(Records from a dataset)
+++
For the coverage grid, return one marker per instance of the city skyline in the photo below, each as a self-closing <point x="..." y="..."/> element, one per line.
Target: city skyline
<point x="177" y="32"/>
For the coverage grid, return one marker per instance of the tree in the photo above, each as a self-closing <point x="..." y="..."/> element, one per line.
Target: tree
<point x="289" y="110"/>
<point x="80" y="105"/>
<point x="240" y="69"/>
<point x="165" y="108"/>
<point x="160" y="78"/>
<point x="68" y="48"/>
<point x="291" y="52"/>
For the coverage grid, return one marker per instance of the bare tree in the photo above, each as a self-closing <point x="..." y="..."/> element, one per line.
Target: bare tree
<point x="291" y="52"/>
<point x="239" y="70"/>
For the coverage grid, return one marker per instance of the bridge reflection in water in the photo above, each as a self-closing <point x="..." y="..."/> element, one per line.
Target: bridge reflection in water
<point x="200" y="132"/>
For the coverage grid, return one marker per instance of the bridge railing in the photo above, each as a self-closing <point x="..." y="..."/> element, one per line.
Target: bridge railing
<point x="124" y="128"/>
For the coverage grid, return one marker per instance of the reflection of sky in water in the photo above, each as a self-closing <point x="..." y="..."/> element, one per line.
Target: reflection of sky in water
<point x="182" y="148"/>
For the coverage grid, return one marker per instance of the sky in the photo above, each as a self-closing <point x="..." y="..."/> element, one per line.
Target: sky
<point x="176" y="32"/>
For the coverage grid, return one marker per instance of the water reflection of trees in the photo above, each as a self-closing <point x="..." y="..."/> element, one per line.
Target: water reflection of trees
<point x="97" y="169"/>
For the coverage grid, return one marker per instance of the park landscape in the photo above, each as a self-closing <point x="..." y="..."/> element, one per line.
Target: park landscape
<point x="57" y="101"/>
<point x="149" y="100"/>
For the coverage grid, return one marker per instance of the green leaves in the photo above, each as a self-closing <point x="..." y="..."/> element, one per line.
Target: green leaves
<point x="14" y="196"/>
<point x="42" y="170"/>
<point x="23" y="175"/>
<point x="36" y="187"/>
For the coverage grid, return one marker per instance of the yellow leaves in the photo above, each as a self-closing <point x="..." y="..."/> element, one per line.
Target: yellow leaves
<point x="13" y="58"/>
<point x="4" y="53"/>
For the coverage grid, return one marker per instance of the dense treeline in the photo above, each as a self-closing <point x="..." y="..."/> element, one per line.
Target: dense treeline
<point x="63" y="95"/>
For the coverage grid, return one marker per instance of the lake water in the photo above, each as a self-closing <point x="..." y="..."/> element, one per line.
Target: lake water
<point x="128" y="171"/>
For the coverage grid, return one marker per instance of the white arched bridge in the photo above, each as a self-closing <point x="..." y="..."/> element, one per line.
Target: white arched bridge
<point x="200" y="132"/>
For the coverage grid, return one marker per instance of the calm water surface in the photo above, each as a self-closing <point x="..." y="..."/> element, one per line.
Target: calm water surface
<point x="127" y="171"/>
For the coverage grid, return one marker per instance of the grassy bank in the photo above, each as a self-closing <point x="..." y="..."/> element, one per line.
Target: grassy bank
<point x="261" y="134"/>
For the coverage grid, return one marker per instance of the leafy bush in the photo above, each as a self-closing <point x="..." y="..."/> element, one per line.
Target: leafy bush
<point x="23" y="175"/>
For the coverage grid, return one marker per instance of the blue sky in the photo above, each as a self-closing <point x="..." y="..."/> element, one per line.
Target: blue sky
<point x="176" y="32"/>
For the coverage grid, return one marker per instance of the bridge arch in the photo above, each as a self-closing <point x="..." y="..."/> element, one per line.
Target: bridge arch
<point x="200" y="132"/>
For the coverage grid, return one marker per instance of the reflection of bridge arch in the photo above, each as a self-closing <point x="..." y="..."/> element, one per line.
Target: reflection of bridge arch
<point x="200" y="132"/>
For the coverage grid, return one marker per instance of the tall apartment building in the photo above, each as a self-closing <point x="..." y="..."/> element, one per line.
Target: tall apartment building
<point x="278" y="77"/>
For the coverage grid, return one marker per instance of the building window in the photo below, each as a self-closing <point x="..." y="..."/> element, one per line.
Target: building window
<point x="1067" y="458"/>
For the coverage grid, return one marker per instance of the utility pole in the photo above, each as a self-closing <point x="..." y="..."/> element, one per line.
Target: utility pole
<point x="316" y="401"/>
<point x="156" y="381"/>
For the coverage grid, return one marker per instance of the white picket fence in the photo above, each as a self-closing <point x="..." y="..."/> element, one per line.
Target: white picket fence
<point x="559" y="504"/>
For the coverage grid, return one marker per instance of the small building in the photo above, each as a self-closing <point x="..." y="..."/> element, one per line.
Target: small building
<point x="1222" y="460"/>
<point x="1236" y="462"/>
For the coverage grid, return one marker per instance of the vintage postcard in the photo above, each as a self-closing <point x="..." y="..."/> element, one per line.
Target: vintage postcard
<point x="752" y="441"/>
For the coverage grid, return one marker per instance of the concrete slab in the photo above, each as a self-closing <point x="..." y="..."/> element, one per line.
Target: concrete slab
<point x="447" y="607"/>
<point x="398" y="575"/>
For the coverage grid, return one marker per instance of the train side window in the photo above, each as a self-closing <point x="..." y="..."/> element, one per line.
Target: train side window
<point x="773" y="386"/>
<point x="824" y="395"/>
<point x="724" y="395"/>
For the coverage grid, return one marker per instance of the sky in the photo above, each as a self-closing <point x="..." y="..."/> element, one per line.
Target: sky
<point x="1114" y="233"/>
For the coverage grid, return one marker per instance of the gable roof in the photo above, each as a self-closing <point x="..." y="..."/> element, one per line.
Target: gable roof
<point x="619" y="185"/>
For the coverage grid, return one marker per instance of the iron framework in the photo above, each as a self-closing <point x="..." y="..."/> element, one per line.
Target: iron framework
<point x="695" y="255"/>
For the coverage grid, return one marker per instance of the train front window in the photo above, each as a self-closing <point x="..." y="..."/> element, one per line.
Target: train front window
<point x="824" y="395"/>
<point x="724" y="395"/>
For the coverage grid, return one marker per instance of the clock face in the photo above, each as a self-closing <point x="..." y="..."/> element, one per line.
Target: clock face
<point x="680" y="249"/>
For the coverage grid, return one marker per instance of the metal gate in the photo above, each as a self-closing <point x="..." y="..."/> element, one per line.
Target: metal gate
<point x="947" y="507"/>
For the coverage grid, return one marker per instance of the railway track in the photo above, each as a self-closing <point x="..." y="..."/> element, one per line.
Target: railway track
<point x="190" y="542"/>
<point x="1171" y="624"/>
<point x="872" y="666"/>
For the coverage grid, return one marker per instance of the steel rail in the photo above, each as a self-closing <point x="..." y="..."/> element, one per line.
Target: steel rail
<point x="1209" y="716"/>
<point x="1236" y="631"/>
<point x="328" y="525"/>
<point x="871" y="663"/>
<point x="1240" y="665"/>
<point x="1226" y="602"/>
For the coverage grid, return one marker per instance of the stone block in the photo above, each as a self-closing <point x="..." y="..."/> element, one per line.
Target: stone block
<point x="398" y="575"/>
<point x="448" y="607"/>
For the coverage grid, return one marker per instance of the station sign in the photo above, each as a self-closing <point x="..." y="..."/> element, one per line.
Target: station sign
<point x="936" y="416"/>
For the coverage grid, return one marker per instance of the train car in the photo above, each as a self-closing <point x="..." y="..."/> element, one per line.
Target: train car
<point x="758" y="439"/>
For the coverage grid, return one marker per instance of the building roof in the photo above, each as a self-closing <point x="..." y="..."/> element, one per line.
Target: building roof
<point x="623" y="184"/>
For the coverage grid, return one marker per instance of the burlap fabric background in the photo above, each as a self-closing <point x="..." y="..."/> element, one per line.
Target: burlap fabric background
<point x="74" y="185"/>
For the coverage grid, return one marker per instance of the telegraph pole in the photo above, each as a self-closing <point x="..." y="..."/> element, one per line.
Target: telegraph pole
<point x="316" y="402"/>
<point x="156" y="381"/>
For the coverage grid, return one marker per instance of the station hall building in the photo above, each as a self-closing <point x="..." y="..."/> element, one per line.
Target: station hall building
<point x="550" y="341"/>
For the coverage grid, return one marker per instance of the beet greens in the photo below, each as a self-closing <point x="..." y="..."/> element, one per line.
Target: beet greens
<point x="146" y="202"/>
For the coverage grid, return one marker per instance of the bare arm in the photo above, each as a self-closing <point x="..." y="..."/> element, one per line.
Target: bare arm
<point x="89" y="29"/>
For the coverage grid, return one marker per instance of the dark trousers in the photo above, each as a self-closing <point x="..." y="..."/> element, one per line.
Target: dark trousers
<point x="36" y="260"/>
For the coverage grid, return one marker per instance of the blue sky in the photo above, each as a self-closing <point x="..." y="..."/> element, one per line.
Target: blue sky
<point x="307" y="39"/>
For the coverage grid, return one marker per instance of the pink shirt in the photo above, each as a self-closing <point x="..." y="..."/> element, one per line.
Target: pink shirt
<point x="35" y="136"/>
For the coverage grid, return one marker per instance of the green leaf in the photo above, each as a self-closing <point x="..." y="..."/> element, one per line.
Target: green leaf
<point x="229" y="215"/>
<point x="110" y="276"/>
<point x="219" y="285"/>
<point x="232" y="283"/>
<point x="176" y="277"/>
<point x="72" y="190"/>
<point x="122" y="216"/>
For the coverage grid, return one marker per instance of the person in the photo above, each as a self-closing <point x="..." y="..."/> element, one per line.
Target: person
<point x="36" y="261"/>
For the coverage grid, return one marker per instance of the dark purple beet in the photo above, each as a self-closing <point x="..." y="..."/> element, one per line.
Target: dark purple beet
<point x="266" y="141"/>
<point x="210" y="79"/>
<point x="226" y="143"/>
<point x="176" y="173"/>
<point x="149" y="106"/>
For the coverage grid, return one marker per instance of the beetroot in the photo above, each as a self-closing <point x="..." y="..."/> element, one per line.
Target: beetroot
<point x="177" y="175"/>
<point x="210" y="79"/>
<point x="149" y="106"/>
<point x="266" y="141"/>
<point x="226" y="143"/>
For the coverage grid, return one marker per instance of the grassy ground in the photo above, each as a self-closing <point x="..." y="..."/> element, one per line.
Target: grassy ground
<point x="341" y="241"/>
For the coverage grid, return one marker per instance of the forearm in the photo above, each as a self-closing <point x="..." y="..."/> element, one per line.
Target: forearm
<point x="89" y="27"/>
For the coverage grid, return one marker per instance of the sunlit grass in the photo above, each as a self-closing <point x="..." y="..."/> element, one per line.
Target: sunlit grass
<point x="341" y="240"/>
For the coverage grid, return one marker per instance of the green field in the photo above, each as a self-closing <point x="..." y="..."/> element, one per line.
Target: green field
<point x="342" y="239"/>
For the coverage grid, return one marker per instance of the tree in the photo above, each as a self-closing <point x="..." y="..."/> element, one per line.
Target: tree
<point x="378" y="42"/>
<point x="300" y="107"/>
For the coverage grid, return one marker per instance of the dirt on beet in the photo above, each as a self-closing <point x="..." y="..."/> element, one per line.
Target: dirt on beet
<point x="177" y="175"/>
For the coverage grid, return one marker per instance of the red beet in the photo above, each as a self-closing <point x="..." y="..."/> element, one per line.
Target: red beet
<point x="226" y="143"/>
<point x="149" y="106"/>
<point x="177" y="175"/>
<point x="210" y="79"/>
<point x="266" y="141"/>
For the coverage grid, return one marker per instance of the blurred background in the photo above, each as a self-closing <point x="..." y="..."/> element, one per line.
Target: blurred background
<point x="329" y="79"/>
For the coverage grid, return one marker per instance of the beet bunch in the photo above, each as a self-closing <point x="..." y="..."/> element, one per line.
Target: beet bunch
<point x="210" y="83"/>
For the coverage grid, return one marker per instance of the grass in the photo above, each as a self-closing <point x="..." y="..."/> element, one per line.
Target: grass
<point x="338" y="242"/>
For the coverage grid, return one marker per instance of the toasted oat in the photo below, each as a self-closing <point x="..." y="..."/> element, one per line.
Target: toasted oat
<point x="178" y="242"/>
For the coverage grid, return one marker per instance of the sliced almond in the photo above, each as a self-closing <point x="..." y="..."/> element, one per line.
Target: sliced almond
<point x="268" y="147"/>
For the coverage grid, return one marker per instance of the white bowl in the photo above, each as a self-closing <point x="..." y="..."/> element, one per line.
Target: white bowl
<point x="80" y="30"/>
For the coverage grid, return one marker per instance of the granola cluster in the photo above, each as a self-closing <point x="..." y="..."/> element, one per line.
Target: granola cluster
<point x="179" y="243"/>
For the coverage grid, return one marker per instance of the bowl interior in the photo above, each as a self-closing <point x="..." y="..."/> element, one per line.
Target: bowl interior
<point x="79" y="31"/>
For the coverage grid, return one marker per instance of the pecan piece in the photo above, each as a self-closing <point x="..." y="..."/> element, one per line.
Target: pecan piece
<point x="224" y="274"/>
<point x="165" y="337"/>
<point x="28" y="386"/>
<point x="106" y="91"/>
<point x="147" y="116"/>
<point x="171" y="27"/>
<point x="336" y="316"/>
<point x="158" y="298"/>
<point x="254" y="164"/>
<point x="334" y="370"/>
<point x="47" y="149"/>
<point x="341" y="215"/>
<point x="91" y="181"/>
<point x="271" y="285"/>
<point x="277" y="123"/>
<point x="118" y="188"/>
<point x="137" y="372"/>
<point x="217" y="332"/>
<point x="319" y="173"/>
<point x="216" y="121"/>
+++
*Set problem*
Repeat, without changes, every line from the one that contains "the grass in" through the final line of the data.

*Full answer*
For the coverage grid, return one marker per instance of the grass in the photo above, each as a self-closing <point x="..." y="..."/> element, one per line.
Target: grass
<point x="338" y="242"/>
For the coverage grid, return one marker per instance of the toasted oat in the photo below, each as a self-closing <point x="..." y="..."/> element, one per line.
Target: toasted oat
<point x="178" y="242"/>
For the coverage grid, return one marker per instance of the sliced almond in the photo above, each as a self-closing <point x="..." y="..."/> element, one per line.
Target: sliced almond
<point x="268" y="147"/>
For the coverage grid, return one marker per instance of the white bowl in the photo above, each as a self-closing <point x="..." y="..."/> element, one per line.
Target: white bowl
<point x="80" y="30"/>
For the coverage grid, return one marker per instance of the granola cluster in the photo above, each as a self-closing <point x="..." y="..."/> element, one per line.
Target: granola cluster
<point x="179" y="243"/>
For the coverage grid, return one marker per instance of the bowl interior in the photo above, each as a self-closing <point x="..." y="..."/> element, one per line.
Target: bowl interior
<point x="79" y="31"/>
For the coverage grid, return one marker per instance of the pecan piece in the photo above, each as a self-closing <point x="..." y="..."/> element, one per line.
Target: pecan piece
<point x="224" y="274"/>
<point x="165" y="337"/>
<point x="28" y="386"/>
<point x="106" y="91"/>
<point x="147" y="116"/>
<point x="171" y="27"/>
<point x="336" y="316"/>
<point x="158" y="298"/>
<point x="254" y="164"/>
<point x="334" y="370"/>
<point x="47" y="149"/>
<point x="341" y="215"/>
<point x="91" y="181"/>
<point x="271" y="285"/>
<point x="277" y="123"/>
<point x="118" y="188"/>
<point x="137" y="372"/>
<point x="217" y="332"/>
<point x="319" y="173"/>
<point x="216" y="121"/>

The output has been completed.